* _Tarefas_:
• A. Diga se cada afirmação está de acordo com o texto sobre a cultura gospel e responda sim ou não, citando exatamente as palavras do texto que decidem a questão: (i) O gospel surgiu na liturgia das igrejas negras do sul dos Estados Unidos. (ii) Segundo o texto, a grande disputa se dá entre as denominações evangélicas. (iii) A música gospel está presente apenas no ritual do culto.
• B. Transcreva literalmente, do texto sobre a cultura gospel, tudo desde "A música é central" até "na cultura evangélica.".

* _Texto fornecido_:
= = = = = = =
A música, por meio do movimento gospel, foi possivelmente a primeira linguagem a ganhar ascensão no meio evangélico. Podemos afirmar que a música seria uma linguagem central nessa produção?

A música é central na cultura gospel por estar presente tanto no ritual do culto quanto na vida cotidiana. O gospel surgiu como uma inovação estética na liturgia das igrejas negras do sul dos Estados Unidos. Esse modo de cantar, de dançar e de se vestir foi a primeira forma de espetáculo identificada na cultura evangélica.

Em sua tese Indústria Cultural e Gratuidade na Midiatização do Campo Evangélico, você aponta que a religião evangélica ocupa uma grande parte da sociedade civil brasileira; entretanto, ela é marcada pela fragmentação, por disputas doutrinárias e por diferenças de costumes. Você acha possível aplicarmos essa disputa ao conceito das chamadas guerras culturais?

A grande disputa não é entre as denominações evangélicas. Pedro Gilberto Gomes explica que a mídia secular e o campo religioso concorrem pelo mister da explicação geral do mundo, o que, diga-se de passagem, é uma tarefa bastante pretensiosa. Esse desejo por hegemonia pode ser trabalhado como uma guerra cultural, que atualiza tensões entre tradição e modernidade. Um caso que vem se destacando nesse sentido é o retorno da educação domiciliar por famílias conservadoras.

Recentemente, o ensino religioso nas escolas tem sido debatido, e os evangélicos se posicionaram contra. Como você avalia essa posição?
= = = = = = =
* _Dados brutos_:
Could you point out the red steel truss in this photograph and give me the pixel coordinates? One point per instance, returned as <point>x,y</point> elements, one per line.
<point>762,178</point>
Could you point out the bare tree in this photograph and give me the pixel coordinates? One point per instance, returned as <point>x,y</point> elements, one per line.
= = = = = = =
* _Respostas_:
• A.
(i) Sim: "O gospel surgiu como uma inovação estética na liturgia das igrejas negras do sul dos Estados Unidos."
(ii) Não: "A grande disputa não é entre as denominações evangélicas."
(iii) Não: "A música é central na cultura gospel por estar presente tanto no ritual do culto quanto na vida cotidiana."

• B.
A música é central na cultura gospel por estar presente tanto no ritual do culto quanto na vida cotidiana. O gospel surgiu como uma inovação estética na liturgia das igrejas negras do sul dos Estados Unidos. Esse modo de cantar, de dançar e de se vestir foi a primeira forma de espetáculo identificada na cultura evangélica.